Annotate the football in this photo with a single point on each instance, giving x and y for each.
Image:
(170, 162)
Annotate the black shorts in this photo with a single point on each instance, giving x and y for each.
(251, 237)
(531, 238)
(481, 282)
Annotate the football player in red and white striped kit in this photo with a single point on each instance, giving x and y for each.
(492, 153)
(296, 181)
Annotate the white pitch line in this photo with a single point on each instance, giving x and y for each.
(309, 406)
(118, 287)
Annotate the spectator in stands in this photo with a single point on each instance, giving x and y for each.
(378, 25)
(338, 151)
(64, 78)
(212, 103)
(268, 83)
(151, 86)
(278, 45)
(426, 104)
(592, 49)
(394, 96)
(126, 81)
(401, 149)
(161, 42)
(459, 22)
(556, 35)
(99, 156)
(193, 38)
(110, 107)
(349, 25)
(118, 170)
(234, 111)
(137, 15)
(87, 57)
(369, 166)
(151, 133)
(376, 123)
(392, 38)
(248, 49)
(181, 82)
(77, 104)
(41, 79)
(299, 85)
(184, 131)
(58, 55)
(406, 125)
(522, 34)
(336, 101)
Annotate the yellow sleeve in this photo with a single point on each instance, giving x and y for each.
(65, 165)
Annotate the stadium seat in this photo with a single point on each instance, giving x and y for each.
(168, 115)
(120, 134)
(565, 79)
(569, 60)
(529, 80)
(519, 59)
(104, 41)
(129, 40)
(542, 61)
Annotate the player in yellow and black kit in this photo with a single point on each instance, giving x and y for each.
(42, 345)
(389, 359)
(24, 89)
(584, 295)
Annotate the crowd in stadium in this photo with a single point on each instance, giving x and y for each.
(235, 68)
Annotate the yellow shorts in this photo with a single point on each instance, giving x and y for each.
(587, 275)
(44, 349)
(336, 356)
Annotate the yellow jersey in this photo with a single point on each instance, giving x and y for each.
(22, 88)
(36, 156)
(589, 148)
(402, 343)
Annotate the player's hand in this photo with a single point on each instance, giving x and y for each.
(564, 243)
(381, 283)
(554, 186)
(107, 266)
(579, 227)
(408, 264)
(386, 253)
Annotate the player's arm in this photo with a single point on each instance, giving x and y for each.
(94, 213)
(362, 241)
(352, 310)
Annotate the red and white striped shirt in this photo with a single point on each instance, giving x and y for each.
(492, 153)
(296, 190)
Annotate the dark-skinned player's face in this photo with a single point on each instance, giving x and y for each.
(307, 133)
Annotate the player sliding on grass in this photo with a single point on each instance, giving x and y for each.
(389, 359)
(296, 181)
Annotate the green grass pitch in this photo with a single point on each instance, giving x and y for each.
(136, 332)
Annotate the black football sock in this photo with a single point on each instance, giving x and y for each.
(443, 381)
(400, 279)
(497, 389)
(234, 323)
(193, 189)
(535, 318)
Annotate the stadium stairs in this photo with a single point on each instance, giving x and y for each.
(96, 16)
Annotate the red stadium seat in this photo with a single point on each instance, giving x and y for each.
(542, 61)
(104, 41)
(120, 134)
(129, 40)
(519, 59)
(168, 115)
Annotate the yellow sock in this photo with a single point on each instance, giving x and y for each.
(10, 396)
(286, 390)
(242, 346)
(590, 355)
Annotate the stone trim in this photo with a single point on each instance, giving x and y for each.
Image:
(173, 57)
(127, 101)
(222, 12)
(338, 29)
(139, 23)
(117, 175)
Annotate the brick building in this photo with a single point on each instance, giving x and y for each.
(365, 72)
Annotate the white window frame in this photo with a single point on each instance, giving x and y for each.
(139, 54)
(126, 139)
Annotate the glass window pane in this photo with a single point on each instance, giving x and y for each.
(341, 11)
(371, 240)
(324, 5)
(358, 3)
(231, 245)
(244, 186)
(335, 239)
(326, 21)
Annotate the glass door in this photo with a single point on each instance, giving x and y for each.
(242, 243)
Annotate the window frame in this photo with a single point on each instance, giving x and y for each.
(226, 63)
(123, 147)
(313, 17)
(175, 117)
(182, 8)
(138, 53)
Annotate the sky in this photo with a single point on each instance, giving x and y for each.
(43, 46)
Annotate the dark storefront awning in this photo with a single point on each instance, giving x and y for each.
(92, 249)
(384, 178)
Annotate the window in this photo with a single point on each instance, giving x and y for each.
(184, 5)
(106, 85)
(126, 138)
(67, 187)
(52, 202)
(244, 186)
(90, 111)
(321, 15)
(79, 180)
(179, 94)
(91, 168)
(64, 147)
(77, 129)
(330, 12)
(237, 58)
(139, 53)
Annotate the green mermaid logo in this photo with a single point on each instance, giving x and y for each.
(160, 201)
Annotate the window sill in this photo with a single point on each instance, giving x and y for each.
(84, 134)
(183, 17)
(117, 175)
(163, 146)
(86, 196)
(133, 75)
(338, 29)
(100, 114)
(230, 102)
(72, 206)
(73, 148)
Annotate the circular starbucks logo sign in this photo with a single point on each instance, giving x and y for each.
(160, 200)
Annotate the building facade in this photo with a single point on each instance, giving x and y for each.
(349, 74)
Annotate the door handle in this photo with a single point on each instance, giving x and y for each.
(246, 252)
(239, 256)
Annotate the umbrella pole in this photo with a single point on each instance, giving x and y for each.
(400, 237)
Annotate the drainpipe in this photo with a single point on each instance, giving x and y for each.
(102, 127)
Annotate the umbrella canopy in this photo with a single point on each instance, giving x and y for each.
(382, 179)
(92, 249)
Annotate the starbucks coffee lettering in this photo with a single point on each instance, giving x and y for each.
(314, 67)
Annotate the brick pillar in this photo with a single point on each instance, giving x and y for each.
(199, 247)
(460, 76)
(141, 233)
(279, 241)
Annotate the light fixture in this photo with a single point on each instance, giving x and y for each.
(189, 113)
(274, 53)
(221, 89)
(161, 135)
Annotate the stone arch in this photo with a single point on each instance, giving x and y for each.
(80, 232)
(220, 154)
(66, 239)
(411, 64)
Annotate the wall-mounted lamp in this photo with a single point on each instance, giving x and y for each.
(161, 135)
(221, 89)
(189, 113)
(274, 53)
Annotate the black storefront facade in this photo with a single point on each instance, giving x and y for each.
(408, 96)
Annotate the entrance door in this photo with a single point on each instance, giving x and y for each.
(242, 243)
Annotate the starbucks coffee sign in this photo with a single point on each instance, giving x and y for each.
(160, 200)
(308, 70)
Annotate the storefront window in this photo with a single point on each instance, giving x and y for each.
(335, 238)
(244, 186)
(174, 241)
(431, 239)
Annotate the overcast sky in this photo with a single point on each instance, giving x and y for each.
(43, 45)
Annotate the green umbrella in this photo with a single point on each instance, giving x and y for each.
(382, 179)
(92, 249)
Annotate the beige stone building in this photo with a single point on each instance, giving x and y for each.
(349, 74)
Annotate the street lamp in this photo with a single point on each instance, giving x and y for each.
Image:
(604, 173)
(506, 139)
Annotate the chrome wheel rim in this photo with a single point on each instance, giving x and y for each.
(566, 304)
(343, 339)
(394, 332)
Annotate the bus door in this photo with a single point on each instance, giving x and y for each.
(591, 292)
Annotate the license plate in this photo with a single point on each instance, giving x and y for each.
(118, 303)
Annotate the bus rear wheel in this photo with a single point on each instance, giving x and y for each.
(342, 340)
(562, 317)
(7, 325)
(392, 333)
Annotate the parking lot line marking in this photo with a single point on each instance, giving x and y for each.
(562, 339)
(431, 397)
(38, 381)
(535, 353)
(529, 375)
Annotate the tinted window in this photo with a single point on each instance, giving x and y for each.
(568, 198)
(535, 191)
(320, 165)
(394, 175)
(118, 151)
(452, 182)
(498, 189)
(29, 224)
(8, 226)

□ □ □ □ □

▸ **What is asked**:
Rescale the lines from the one containing "Annotate the license" through the end of the records, both included. Reproduce every line, requests unchanged, and multiply each point coordinate in the answers by 1.65, rounding to the nearest whole number with halves rounded up.

▸ **In response**:
Annotate the license plate in this photo with a single point on each instance, giving x and y for each.
(195, 500)
Annotate the bus rear wheel in this photo with a single point on each instance, giving x and y for each.
(564, 561)
(927, 523)
(12, 536)
(647, 549)
Annotate the parking lot line marking in this photo with a single point on each instance, giving x and y for each.
(927, 559)
(711, 655)
(63, 629)
(883, 582)
(873, 619)
Annotate the tinted window in this photo with a single point on each instance, giving x and y for each.
(937, 327)
(883, 315)
(528, 272)
(650, 289)
(195, 249)
(746, 300)
(822, 312)
(48, 370)
(13, 373)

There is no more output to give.